A faithful copy of every entry, with the pictures removed, is what is needed here.

-- Opening Marker --

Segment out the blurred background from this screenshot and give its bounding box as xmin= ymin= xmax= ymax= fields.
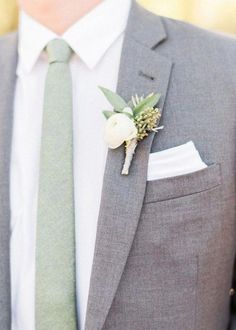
xmin=1 ymin=0 xmax=236 ymax=36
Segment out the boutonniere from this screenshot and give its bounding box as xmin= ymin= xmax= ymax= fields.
xmin=100 ymin=87 xmax=163 ymax=175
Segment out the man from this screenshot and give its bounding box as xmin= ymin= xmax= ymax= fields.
xmin=1 ymin=0 xmax=236 ymax=329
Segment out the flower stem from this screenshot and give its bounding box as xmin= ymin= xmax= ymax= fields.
xmin=121 ymin=138 xmax=138 ymax=175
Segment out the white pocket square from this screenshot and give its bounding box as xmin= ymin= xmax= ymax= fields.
xmin=147 ymin=141 xmax=207 ymax=181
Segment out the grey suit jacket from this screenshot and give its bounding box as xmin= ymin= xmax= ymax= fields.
xmin=1 ymin=2 xmax=236 ymax=329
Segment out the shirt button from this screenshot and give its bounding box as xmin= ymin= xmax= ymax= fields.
xmin=229 ymin=288 xmax=235 ymax=296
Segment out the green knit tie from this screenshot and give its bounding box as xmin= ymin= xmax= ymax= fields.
xmin=35 ymin=39 xmax=78 ymax=330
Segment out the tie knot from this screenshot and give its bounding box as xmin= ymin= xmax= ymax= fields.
xmin=46 ymin=39 xmax=73 ymax=64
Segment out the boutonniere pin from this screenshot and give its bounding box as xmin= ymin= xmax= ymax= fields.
xmin=100 ymin=87 xmax=163 ymax=175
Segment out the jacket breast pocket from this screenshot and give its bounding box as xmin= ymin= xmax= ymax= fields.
xmin=144 ymin=163 xmax=222 ymax=204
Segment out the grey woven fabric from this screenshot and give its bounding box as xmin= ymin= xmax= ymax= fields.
xmin=0 ymin=31 xmax=17 ymax=330
xmin=1 ymin=1 xmax=236 ymax=330
xmin=35 ymin=39 xmax=77 ymax=330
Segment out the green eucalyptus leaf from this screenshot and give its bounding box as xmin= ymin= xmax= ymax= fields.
xmin=133 ymin=93 xmax=161 ymax=116
xmin=99 ymin=86 xmax=128 ymax=112
xmin=103 ymin=111 xmax=116 ymax=119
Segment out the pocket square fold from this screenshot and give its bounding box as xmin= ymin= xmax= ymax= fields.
xmin=147 ymin=141 xmax=207 ymax=181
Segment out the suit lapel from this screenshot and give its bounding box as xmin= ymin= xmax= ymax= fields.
xmin=85 ymin=3 xmax=173 ymax=330
xmin=0 ymin=32 xmax=18 ymax=328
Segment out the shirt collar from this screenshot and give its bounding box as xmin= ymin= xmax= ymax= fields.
xmin=18 ymin=0 xmax=132 ymax=74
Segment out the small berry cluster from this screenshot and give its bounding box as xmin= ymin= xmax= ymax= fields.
xmin=134 ymin=107 xmax=161 ymax=140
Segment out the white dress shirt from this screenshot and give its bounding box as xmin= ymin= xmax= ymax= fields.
xmin=10 ymin=0 xmax=131 ymax=329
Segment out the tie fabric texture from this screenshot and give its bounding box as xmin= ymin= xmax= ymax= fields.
xmin=35 ymin=39 xmax=78 ymax=329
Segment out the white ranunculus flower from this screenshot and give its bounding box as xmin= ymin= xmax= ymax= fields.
xmin=104 ymin=113 xmax=137 ymax=149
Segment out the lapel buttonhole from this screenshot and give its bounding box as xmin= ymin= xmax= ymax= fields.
xmin=138 ymin=70 xmax=156 ymax=81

-- Closing Marker --

• **Written solution**
Segment out the blurred background from this screenshot and give its bounding box as xmin= ymin= xmax= ymax= fields.
xmin=1 ymin=0 xmax=236 ymax=36
Segment out the boutonniere from this screenshot and give its bounding box as xmin= ymin= xmax= ymax= fields.
xmin=100 ymin=87 xmax=163 ymax=175
Segment out the man from this screenshot and give its bounding box as xmin= ymin= xmax= ymax= fields.
xmin=1 ymin=0 xmax=236 ymax=329
Segment out the flower stem from this screenshot and give its bounding box as xmin= ymin= xmax= ymax= fields.
xmin=121 ymin=138 xmax=138 ymax=175
Segment out the white pocket square from this screenshot and give its bounding box as xmin= ymin= xmax= ymax= fields.
xmin=147 ymin=141 xmax=207 ymax=181
Segment out the grey suit jacket from this screenshot and give its bounding box as xmin= ymin= xmax= ymax= fields.
xmin=1 ymin=2 xmax=236 ymax=329
Segment out the shirt button from this screenshot and give its bounding box as xmin= ymin= xmax= ymax= fields.
xmin=229 ymin=288 xmax=235 ymax=296
Segment out the green knit tie from this screenshot and give its bounding box as xmin= ymin= xmax= ymax= fields.
xmin=35 ymin=39 xmax=78 ymax=330
Segment out the tie knot from this screenshot and give its bounding box as xmin= ymin= xmax= ymax= fields.
xmin=46 ymin=39 xmax=73 ymax=64
Segment out the boutonniere pin from this screenshot and give its bounding box as xmin= ymin= xmax= ymax= fields.
xmin=100 ymin=87 xmax=163 ymax=175
Segment out the jacket breast pocket from this screenshot and give its bounding box as xmin= ymin= xmax= ymax= fields.
xmin=144 ymin=163 xmax=222 ymax=204
Segment out the grey woven fabric from this screenshot and give its bounding box as xmin= ymin= xmax= ymax= fields.
xmin=0 ymin=31 xmax=17 ymax=330
xmin=1 ymin=1 xmax=236 ymax=330
xmin=35 ymin=39 xmax=77 ymax=330
Segment out the green eucalyptus leaf from this screenshot and give its bounding box as xmin= ymin= xmax= ymax= fields.
xmin=133 ymin=93 xmax=161 ymax=116
xmin=99 ymin=86 xmax=128 ymax=112
xmin=103 ymin=111 xmax=116 ymax=119
Segment out the pocket square fold from this screenshot and give its bounding box as xmin= ymin= xmax= ymax= fields.
xmin=147 ymin=141 xmax=207 ymax=181
Segment out the suit lapel from this screenshot and give its bounding box as xmin= ymin= xmax= ymax= fields.
xmin=85 ymin=3 xmax=173 ymax=330
xmin=0 ymin=32 xmax=18 ymax=328
Segment out the shirt collar from this screenshot and give its bounding box as xmin= ymin= xmax= ymax= fields.
xmin=18 ymin=0 xmax=132 ymax=74
Segment out the small berry cluster from this screenshot and give its bounding box as xmin= ymin= xmax= ymax= fields.
xmin=134 ymin=107 xmax=161 ymax=140
Segment out the white dress shirt from this screenshot and give its bounding box as xmin= ymin= xmax= ymax= fields.
xmin=10 ymin=0 xmax=131 ymax=329
Segment out the tie fabric texture from this screenshot and give its bounding box as xmin= ymin= xmax= ymax= fields.
xmin=35 ymin=39 xmax=78 ymax=329
Segment out the white ranunculus flower from this screenshot and give its bounding box as xmin= ymin= xmax= ymax= fields.
xmin=104 ymin=113 xmax=137 ymax=149
Segment out the lapel buttonhole from this screenshot and give its bounding box as xmin= ymin= xmax= ymax= fields.
xmin=138 ymin=70 xmax=156 ymax=81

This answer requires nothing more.